[Set task A]
Answer these questions using the passage on auction-house rules:
(i) How does the passage define the reserve price?
(ii) What do auctioneers do in the practice called "chandelier bidding"?
(iii) Which major auction houses does the passage name?
[Set task B] According to the passage on auction-house rules, why were the old rules established? Answer in one to three sentences.
[Set task C] Carry the passage on auction-house rules forward from its final sentence.

----- Excerpt to read -----

The old rules were established to protect clients and ensure certain information is disclosed ahead of a sale, such as when an auction house has a financial stake in a lot. The rules also stated that auctioneers could not publish an estimated value for a work that is below the reserve price—the minimum price agreed on a lot between the seller and auction house.
Another aspect of the legislation was designed to oversee a practice known as “chandelier bidding”, whereby auctioneers invent fictitious bids on a work to boost interest. The old rules only allowed chandelier bids up the reserve price.
For now, however, it seems the major auction houses—Sotheby’s, Christie’s and Phillips—intend to continue operating as if the regulations are still in place.

----- Information supplied -----

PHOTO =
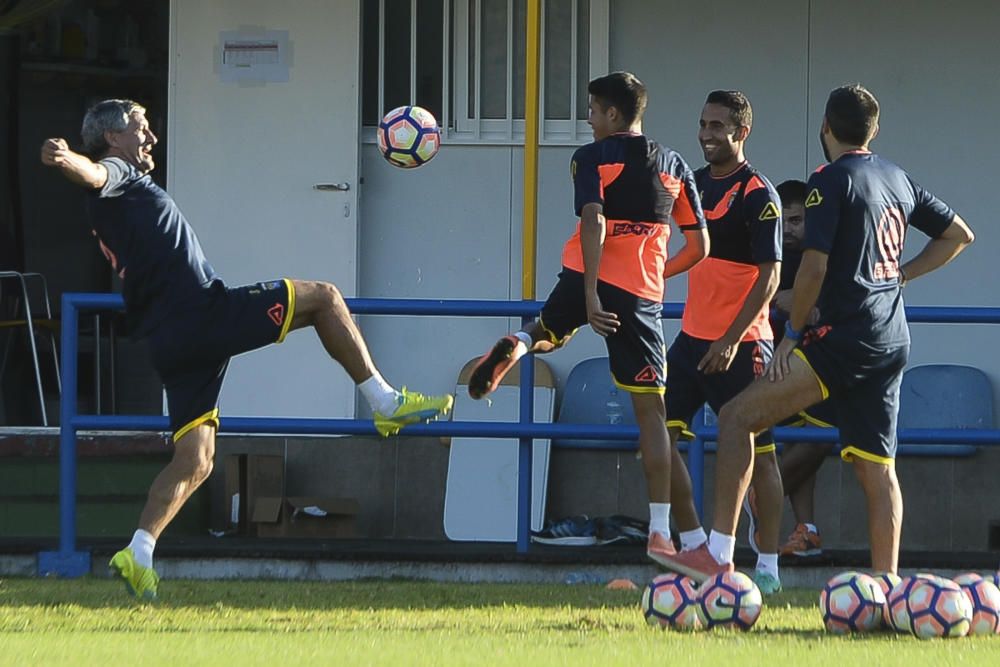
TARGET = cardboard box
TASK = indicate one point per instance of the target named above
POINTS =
(305, 516)
(257, 504)
(235, 507)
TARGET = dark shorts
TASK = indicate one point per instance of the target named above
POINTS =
(863, 384)
(688, 388)
(191, 353)
(822, 414)
(636, 351)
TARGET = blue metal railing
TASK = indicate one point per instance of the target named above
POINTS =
(68, 561)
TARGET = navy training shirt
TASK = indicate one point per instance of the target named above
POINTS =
(150, 245)
(858, 210)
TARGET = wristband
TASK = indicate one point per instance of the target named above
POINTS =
(791, 333)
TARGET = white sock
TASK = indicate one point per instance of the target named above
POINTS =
(722, 547)
(142, 546)
(380, 395)
(659, 518)
(526, 341)
(768, 563)
(692, 539)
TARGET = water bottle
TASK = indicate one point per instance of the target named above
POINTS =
(583, 578)
(613, 409)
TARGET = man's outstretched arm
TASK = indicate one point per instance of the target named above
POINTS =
(941, 250)
(77, 168)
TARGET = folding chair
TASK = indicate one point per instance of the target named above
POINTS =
(22, 301)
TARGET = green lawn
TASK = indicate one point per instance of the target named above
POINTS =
(92, 622)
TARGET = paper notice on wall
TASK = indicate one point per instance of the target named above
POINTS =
(260, 56)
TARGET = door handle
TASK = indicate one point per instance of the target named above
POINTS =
(332, 187)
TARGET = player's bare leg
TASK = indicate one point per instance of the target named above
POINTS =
(761, 405)
(885, 512)
(770, 498)
(321, 306)
(188, 469)
(803, 500)
(650, 416)
(682, 506)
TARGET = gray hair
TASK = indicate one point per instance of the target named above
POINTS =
(106, 116)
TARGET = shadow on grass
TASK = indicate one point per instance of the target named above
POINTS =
(380, 594)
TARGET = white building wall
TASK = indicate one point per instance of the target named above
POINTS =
(453, 229)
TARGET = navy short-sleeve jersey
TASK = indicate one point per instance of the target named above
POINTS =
(743, 214)
(150, 245)
(635, 179)
(858, 210)
(639, 185)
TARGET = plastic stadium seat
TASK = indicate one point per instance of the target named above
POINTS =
(591, 397)
(944, 396)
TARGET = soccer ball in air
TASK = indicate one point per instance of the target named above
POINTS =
(852, 602)
(408, 137)
(939, 608)
(886, 581)
(985, 599)
(729, 600)
(670, 601)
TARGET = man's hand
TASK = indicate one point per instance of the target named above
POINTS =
(779, 366)
(783, 301)
(54, 152)
(719, 357)
(601, 321)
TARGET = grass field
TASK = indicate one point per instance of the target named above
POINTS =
(92, 622)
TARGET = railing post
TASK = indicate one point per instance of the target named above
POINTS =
(67, 561)
(525, 469)
(696, 467)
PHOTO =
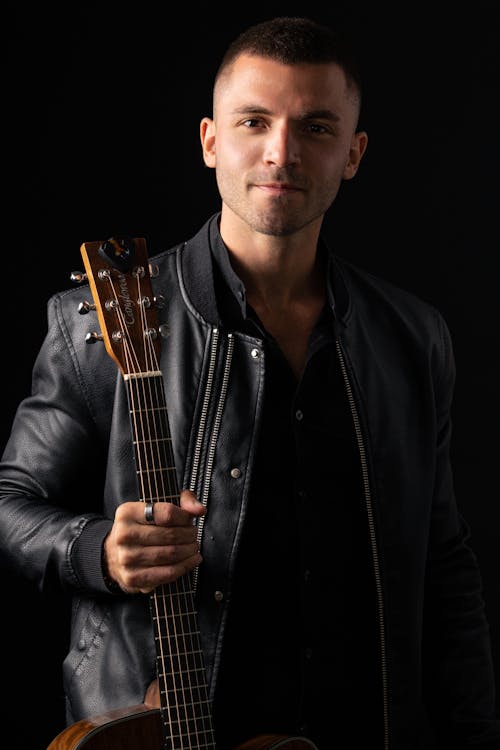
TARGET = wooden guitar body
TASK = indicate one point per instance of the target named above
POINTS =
(119, 276)
(140, 728)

-----

[Exercise output A]
(i) The reserve price is the minimum price agreed on a lot between the seller and the auction house.
(ii) Auctioneers invent fictitious bids on a work to boost interest.
(iii) Sotheby's, Christie's and Phillips.

[Exercise output B] The old rules were established to protect clients. They also ensured that certain information, such as an auction house having a financial stake in a lot, was disclosed before a sale.

[Exercise output C]
With “numerous auction locations around the world”, a spokeswoman for Sotheby’s says its “policies are consistent and designed to operate fairly on a global basis and in the best interests of our clients”. A spokesperson for Christie’s in New York says the firm did not advocate for the changes to the regulations and will “continue to operate as we have been”, adding: “Christie’s holds itself to the highest ethical standards.” Meanwhile, a spokeswoman for Phillips says: “Notwithstanding the repeal of the auction regulations, Phillips remains committed to conducting its auctions fairly, transparently, and in the best interest of our clients.”
The repeal of the old rules came as other government entities have been exploring whether the US art market needs further regulation to increase its transparency and to combat money laundering. In February, the US Treasury Department released a report saying there was no need for immediate action.